▸ **Work task 1**: In the column on food prices, update the section from "I was properly" to "talking about it." by changing "Twitter" to "social media".
▸ **Work task 2**: According to the column on food prices, how many items did Jack's supermarket have in its value range a year ago?

▸ **Document passage**:
++++

I was properly shamed this week. Shamed by the food writer Jack Monroe into thinking about something happening right in front of my eyes that I’d completely missed.
I’ve followed Jack on Twitter for ages. She rose to prominence by writing – brilliantly – about feeding herself and her family on a very tight budget.
And she earned my undying love a few years ago when she won a libel case against Katie Hopkins, costing Hopkins her job, house and credit rating in the process.
Man, what a result. (This was the same Katie Hopkins, you’ll remember, who once said that poor people in debt had no one but themselves to blame.)
Well, this week Jack tweeted a thread about something that goes to the heart of Hopkins’ untruth about poverty: the current rate of inflation. It’s since gone viral and she’s been all the over the news talking about it.
But in case you missed it, her point was this: rampant inflation disproportionately affects the poorest people in a terrible way.
She went through a list of examples from her local supermarket – which she said was “one of the big four” – pointing out price rises on everyday foodstuffs over the last year. In most cases she was talking about the cheapest, most budget version of the item…
Pasta: up from 29p for 500g to 70p.
Rice: up from 45p a kilo to £1 for 500g.
Apples: a small bag up from 59p to 89p.
Curry sauce: up from 30p to 89p.
Baked beans: up from 22p a can to 32p.
Canned spaghetti: up from 13p to 35p.
Peanut butter: up from 62p to £1.50
On and on this list went, detailing how the price of basic food items – the kind of things most likely bought by people on minimum wage, on zero-hour contracts, on benefits – had doubled, tripled and quadrupled, skyrocketing by hundreds of per cent.
Jack said that a year ago her supermarket had more than 400 items in its value range. Now it had 91.
Meanwhile, strangely, over in the high-end section of the supermarket, things were very different. On a luxury ready meal lasagne that cost £7.50 there had been no price increase at all. The “dine in meal for two for £10” offer was still £10. (Incidentally, £10 is what Jack used to spend to feed her family for a week.)

++++

▸ **Data**:
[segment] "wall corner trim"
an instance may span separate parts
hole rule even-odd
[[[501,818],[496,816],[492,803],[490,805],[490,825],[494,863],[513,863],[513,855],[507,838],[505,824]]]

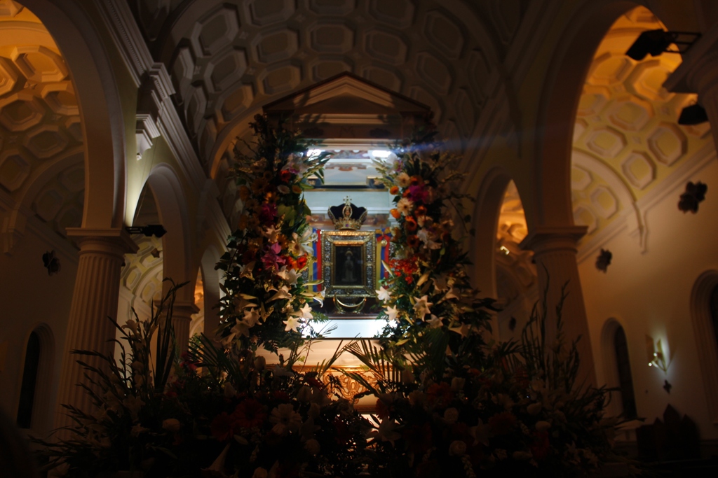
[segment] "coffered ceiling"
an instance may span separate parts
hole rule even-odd
[[[444,136],[466,138],[526,3],[130,1],[208,161],[263,105],[343,71],[428,105]]]
[[[35,215],[63,236],[66,227],[78,226],[83,161],[80,112],[65,59],[37,16],[2,2],[0,192],[15,210],[6,231],[22,227],[18,214]]]

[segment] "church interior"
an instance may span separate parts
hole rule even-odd
[[[626,54],[658,29],[691,41]],[[0,409],[26,434],[65,424],[60,403],[88,403],[69,352],[112,353],[104,317],[148,317],[165,277],[189,282],[177,340],[214,333],[243,207],[228,173],[255,115],[332,153],[306,193],[316,230],[349,196],[378,235],[393,219],[372,160],[424,115],[462,158],[494,338],[566,285],[584,376],[631,420],[618,439],[635,447],[670,405],[709,456],[717,52],[712,0],[0,0]],[[679,122],[696,105],[707,116]],[[332,318],[327,350],[381,328]]]

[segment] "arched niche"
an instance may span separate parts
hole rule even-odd
[[[633,381],[630,387],[624,383],[633,377],[633,369],[630,361],[630,350],[628,347],[628,330],[622,322],[615,317],[610,317],[604,323],[601,330],[601,360],[603,362],[605,385],[611,388],[618,388],[611,394],[608,413],[612,416],[623,414],[630,419],[635,418],[636,403]],[[618,339],[623,341],[625,350],[619,350],[620,345],[617,344]]]
[[[718,425],[718,340],[717,340],[711,302],[716,299],[718,270],[701,274],[691,291],[691,323],[696,340],[696,349],[703,378],[709,417]]]
[[[35,357],[29,357],[28,353],[30,351],[29,344],[30,341],[37,341],[35,346],[37,350]],[[45,436],[49,430],[49,412],[50,410],[50,398],[52,396],[53,372],[55,365],[55,335],[50,325],[40,322],[35,324],[31,328],[27,335],[24,338],[22,348],[22,362],[20,364],[19,374],[20,382],[18,383],[17,390],[17,405],[15,408],[17,416],[17,424],[21,428],[29,431],[32,434]],[[37,368],[34,369],[35,376],[29,377],[26,375],[31,372],[26,364],[28,360],[37,360]],[[23,389],[25,388],[26,382],[33,382],[32,395],[24,394]],[[30,403],[23,403],[24,401],[29,401]],[[25,407],[21,412],[21,408]],[[22,420],[24,423],[21,423],[21,414],[29,412],[29,416],[23,417],[27,419]]]

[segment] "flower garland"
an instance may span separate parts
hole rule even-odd
[[[217,264],[225,272],[221,336],[225,345],[276,352],[299,345],[313,317],[308,301],[323,298],[302,276],[312,241],[302,192],[329,158],[311,154],[314,143],[264,116],[250,125],[256,138],[252,153],[238,153],[230,171],[243,209],[229,251]]]
[[[443,151],[434,134],[376,161],[398,222],[387,267],[391,275],[377,291],[383,303],[379,316],[388,321],[386,346],[421,349],[431,337],[456,352],[462,339],[488,326],[491,301],[478,298],[464,270],[468,260],[462,238],[454,235],[454,216],[468,221],[461,212],[468,196],[457,192],[464,175],[452,169],[458,158]]]

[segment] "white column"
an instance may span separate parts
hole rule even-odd
[[[556,340],[556,306],[565,285],[567,296],[561,310],[564,335],[567,345],[581,336],[577,345],[581,358],[578,381],[596,385],[586,307],[576,262],[577,243],[585,234],[585,226],[539,226],[523,239],[521,247],[533,251],[540,300],[544,291],[546,292],[546,343],[550,345]]]
[[[172,307],[172,327],[174,328],[174,339],[177,340],[177,348],[182,353],[187,350],[190,343],[190,325],[192,322],[192,314],[196,314],[200,308],[193,302],[182,302],[177,300]]]
[[[77,386],[85,382],[84,368],[77,363],[73,350],[97,350],[112,356],[115,326],[108,319],[116,319],[120,290],[120,272],[123,254],[136,252],[137,246],[122,229],[85,229],[68,228],[67,235],[77,238],[80,246],[78,275],[67,322],[62,369],[57,393],[55,427],[72,424],[60,403],[80,410],[91,408],[90,397]],[[93,357],[83,357],[90,365],[101,363]]]

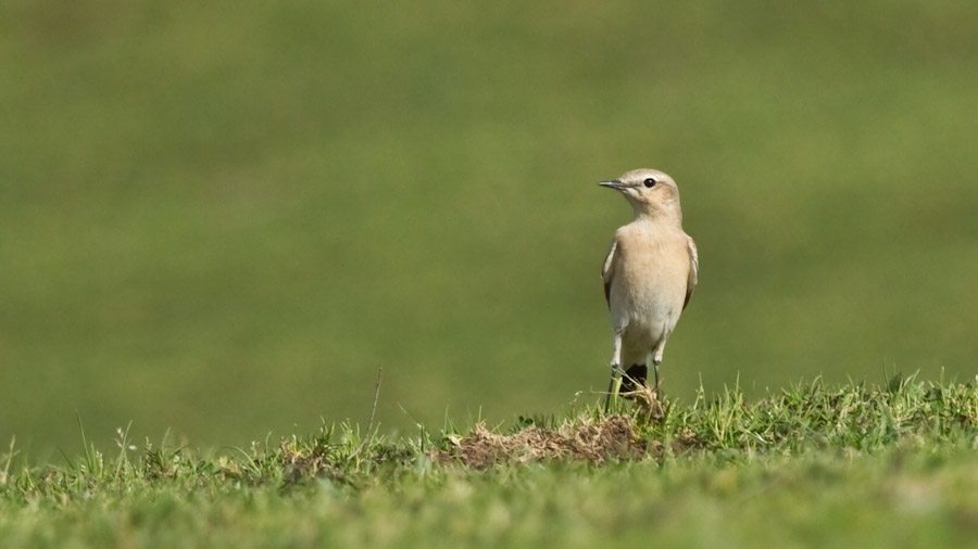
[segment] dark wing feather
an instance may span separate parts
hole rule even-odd
[[[689,235],[686,238],[686,250],[689,252],[689,279],[686,281],[686,301],[682,303],[682,310],[686,310],[686,306],[689,305],[692,291],[700,280],[700,256],[697,254],[697,243]]]

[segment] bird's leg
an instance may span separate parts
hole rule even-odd
[[[622,386],[618,372],[622,370],[622,334],[615,334],[615,350],[612,353],[612,375],[607,382],[607,397],[604,400],[604,413],[611,408],[612,395],[618,399],[618,387]]]
[[[659,388],[659,365],[662,363],[662,352],[665,349],[665,342],[662,342],[659,345],[659,348],[655,349],[655,354],[652,355],[652,369],[655,371],[655,396],[656,398],[662,396],[662,392]],[[660,398],[661,400],[661,398]]]

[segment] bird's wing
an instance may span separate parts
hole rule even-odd
[[[611,307],[611,280],[615,276],[615,250],[618,248],[618,239],[612,241],[612,248],[604,258],[604,266],[601,267],[601,278],[604,279],[604,301]]]
[[[689,279],[686,281],[686,301],[682,303],[682,310],[689,305],[692,291],[700,280],[700,256],[697,254],[697,243],[689,235],[686,237],[686,251],[689,252]]]

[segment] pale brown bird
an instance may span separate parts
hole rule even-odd
[[[624,383],[645,383],[649,360],[655,370],[666,340],[689,305],[700,270],[697,245],[682,230],[679,188],[657,169],[636,169],[602,187],[615,189],[631,204],[630,224],[615,231],[601,277],[615,333],[612,378],[628,367]],[[632,382],[634,380],[634,382]]]

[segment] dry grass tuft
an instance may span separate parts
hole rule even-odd
[[[645,455],[645,441],[636,434],[629,416],[609,416],[577,426],[565,423],[556,431],[530,425],[512,435],[493,433],[478,423],[469,435],[451,441],[450,449],[437,452],[438,460],[459,461],[474,469],[559,458],[603,463],[609,458],[639,459]]]

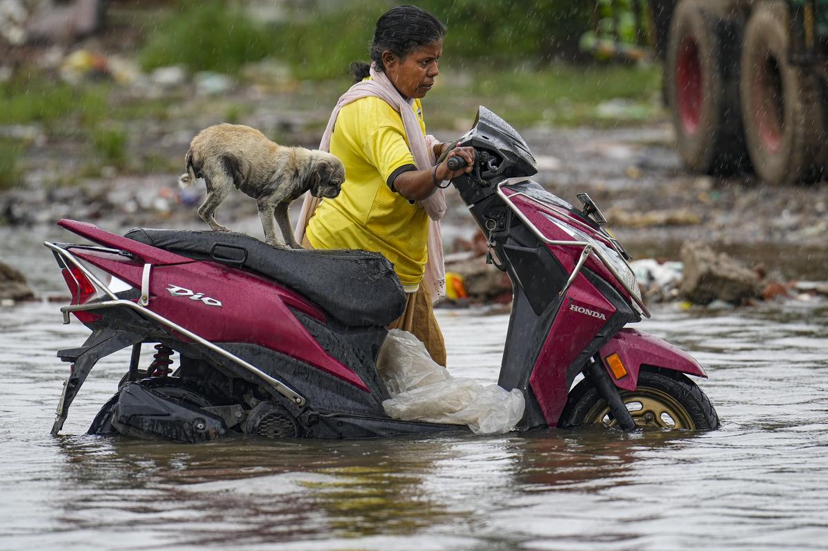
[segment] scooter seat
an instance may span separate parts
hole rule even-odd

++++

▸ **Exercise output 1**:
I was properly shamed this week. Shamed by the food writer Jack Monroe into thinking about something happening right in front of my eyes that I’d completely missed.
I’ve followed Jack on social media for ages. She rose to prominence by writing – brilliantly – about feeding herself and her family on a very tight budget.
And she earned my undying love a few years ago when she won a libel case against Katie Hopkins, costing Hopkins her job, house and credit rating in the process.
Man, what a result. (This was the same Katie Hopkins, you’ll remember, who once said that poor people in debt had no one but themselves to blame.)
Well, this week Jack tweeted a thread about something that goes to the heart of Hopkins’ untruth about poverty: the current rate of inflation. It’s since gone viral and she’s been all the over the news talking about it.

▸ **Exercise output 2**: More than 400.